Filter this listing down to the lines that contain the word "green", and copy them.

** Opening Source material block **

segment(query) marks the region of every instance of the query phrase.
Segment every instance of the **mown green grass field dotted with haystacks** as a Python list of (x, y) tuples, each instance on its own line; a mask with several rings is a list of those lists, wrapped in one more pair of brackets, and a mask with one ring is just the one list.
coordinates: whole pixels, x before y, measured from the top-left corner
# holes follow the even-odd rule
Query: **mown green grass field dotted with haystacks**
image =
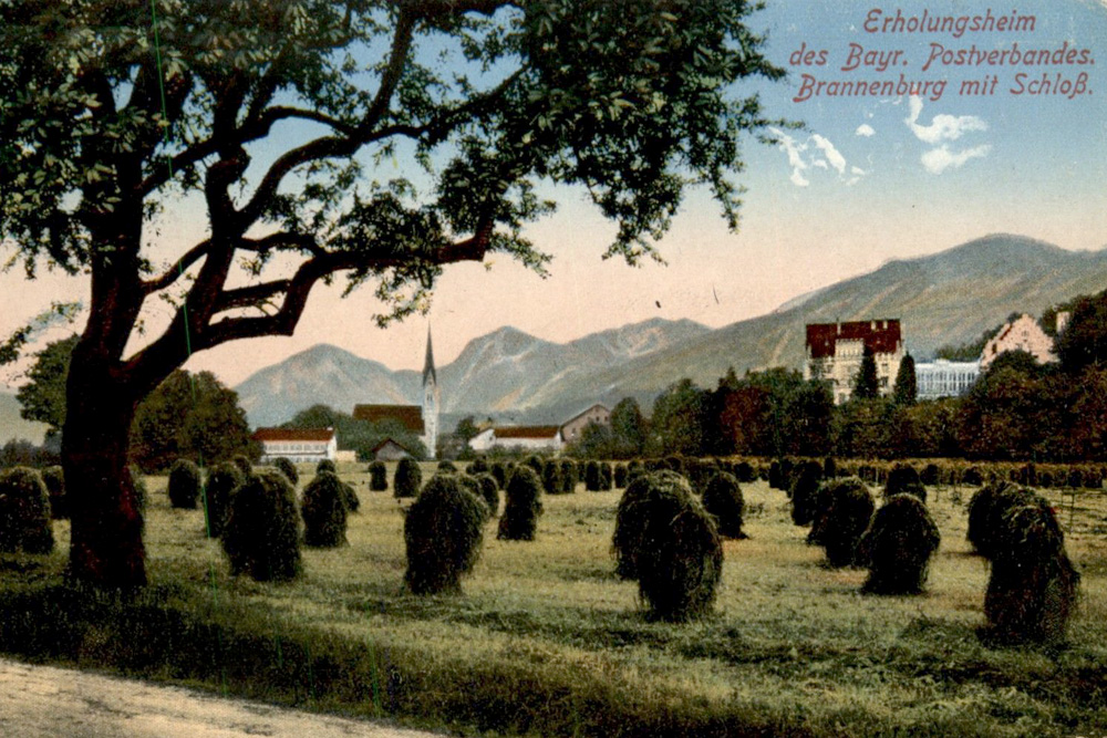
[(1083, 574), (1067, 647), (992, 649), (975, 635), (989, 571), (964, 541), (972, 488), (930, 489), (942, 544), (927, 593), (879, 597), (859, 593), (863, 571), (821, 564), (783, 492), (744, 485), (751, 538), (725, 543), (715, 613), (674, 625), (649, 622), (612, 573), (620, 492), (547, 496), (535, 542), (487, 523), (464, 595), (414, 597), (401, 506), (362, 469), (341, 470), (362, 501), (350, 545), (306, 550), (287, 585), (230, 578), (164, 478), (152, 586), (134, 601), (64, 585), (55, 523), (54, 554), (4, 560), (0, 646), (465, 735), (1107, 735), (1101, 490), (1044, 492)]

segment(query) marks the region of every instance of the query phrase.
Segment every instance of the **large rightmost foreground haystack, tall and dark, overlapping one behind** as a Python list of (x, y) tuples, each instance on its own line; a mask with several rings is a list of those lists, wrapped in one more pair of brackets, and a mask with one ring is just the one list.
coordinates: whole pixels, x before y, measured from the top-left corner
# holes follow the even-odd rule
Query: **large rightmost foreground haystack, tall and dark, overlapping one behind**
[(989, 640), (1058, 643), (1076, 606), (1080, 575), (1065, 552), (1065, 536), (1045, 500), (1007, 510), (1005, 533), (992, 557), (984, 595)]

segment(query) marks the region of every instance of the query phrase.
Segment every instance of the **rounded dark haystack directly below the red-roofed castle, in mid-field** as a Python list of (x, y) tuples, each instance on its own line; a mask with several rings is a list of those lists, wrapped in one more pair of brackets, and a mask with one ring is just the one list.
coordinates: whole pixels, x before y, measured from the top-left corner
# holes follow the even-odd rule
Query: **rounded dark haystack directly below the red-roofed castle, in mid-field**
[(831, 567), (857, 563), (857, 547), (876, 507), (869, 488), (858, 477), (827, 479), (819, 488), (815, 507), (808, 542), (824, 548)]

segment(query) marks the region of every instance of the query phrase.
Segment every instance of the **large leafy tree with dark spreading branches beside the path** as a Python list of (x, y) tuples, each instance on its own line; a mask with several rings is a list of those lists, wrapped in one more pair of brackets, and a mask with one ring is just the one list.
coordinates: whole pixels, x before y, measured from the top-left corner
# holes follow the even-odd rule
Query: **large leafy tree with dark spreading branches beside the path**
[[(49, 261), (92, 283), (62, 449), (72, 574), (145, 582), (135, 407), (189, 353), (291, 334), (315, 283), (371, 284), (386, 321), (425, 309), (447, 263), (541, 271), (521, 228), (549, 211), (545, 181), (586, 187), (618, 226), (608, 256), (631, 262), (689, 184), (736, 227), (741, 138), (767, 122), (735, 83), (782, 75), (755, 7), (3, 3), (0, 236), (29, 274)], [(182, 197), (207, 232), (166, 259), (158, 212)], [(168, 325), (128, 347), (158, 298)]]

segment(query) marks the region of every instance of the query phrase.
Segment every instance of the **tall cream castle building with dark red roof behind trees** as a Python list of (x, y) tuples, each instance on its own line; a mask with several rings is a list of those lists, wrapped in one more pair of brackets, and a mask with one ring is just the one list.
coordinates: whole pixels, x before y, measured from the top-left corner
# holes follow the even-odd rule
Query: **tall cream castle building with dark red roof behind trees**
[(829, 382), (835, 403), (840, 405), (853, 394), (866, 349), (877, 363), (877, 389), (881, 395), (891, 394), (904, 355), (900, 323), (894, 319), (809, 323), (804, 378)]

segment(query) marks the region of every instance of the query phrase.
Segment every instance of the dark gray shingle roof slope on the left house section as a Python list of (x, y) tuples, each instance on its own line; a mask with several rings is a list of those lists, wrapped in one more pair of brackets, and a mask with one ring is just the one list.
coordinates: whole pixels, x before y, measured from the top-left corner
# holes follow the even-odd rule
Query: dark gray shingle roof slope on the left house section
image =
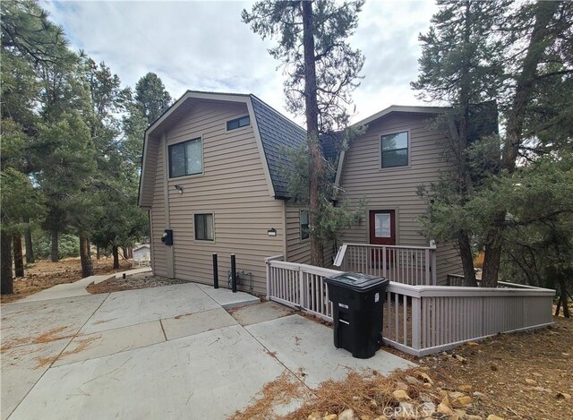
[(298, 148), (306, 143), (306, 132), (297, 124), (282, 116), (261, 99), (251, 95), (252, 110), (259, 126), (262, 148), (269, 165), (270, 179), (275, 189), (276, 198), (289, 196), (286, 182), (281, 176), (282, 168), (287, 159), (282, 151), (288, 148)]

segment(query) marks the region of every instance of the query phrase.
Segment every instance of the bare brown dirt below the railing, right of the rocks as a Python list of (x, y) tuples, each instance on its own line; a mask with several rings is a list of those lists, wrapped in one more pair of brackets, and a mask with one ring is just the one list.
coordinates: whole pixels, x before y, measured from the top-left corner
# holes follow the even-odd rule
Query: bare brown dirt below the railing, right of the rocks
[[(573, 320), (550, 329), (505, 334), (418, 360), (451, 389), (486, 395), (482, 414), (511, 419), (573, 418)], [(459, 356), (459, 357), (458, 357)]]

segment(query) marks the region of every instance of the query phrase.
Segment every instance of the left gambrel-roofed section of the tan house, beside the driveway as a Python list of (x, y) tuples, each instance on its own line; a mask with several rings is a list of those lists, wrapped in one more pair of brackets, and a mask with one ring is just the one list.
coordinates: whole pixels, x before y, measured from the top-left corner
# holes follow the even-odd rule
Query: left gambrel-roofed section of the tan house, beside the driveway
[(264, 294), (265, 258), (310, 261), (308, 211), (288, 202), (281, 175), (283, 148), (305, 141), (253, 95), (187, 91), (145, 133), (139, 205), (153, 272), (212, 284), (218, 253), (225, 284), (235, 253), (239, 289)]

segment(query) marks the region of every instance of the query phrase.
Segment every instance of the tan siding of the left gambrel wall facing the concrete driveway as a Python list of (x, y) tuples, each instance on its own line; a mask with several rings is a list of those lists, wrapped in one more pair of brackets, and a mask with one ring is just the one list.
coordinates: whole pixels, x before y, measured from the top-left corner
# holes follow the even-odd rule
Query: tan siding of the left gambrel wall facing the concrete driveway
[[(247, 114), (245, 104), (198, 102), (167, 132), (168, 145), (201, 137), (203, 147), (203, 174), (176, 177), (167, 183), (175, 278), (212, 284), (212, 253), (218, 253), (219, 283), (226, 287), (230, 254), (235, 253), (237, 270), (252, 272), (253, 291), (264, 294), (264, 259), (284, 253), (284, 204), (269, 196), (252, 127), (227, 132), (227, 120)], [(166, 167), (162, 162), (159, 166)], [(183, 186), (184, 193), (178, 193), (175, 184)], [(153, 208), (163, 210), (163, 195), (158, 193), (162, 184), (158, 182), (155, 188)], [(213, 213), (213, 242), (194, 239), (195, 213)], [(154, 227), (160, 224), (155, 216)], [(278, 236), (268, 236), (271, 227)], [(165, 248), (159, 244), (156, 249)], [(156, 260), (161, 260), (159, 253)], [(248, 290), (248, 285), (239, 289)]]

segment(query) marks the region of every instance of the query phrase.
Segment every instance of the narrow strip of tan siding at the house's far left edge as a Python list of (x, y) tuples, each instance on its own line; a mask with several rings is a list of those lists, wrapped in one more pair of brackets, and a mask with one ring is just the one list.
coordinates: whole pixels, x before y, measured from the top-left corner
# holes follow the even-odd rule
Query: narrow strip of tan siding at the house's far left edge
[[(163, 194), (163, 153), (159, 147), (155, 148), (155, 161), (157, 169), (155, 172), (155, 183), (153, 188), (153, 204), (150, 210), (151, 216), (151, 261), (153, 273), (158, 276), (167, 277), (167, 247), (161, 242), (163, 231), (167, 228), (165, 219), (165, 199)], [(146, 169), (147, 170), (147, 169)]]

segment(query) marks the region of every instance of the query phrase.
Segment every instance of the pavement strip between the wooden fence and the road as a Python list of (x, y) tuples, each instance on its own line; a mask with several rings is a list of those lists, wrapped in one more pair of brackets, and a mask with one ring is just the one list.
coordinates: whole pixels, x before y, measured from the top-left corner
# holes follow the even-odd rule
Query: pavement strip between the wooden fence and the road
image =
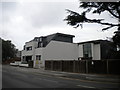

** Closing Source material block **

- _Output below_
Segment every instance of the **mown green grass field dotted with haystacks** as a Python list of (x, y) tuples, each instance on its own line; a mask with several rings is a list of those lists, wrapped in one more pair of brackets, and a mask with one ring is just the one list.
Query: **mown green grass field dotted with haystacks**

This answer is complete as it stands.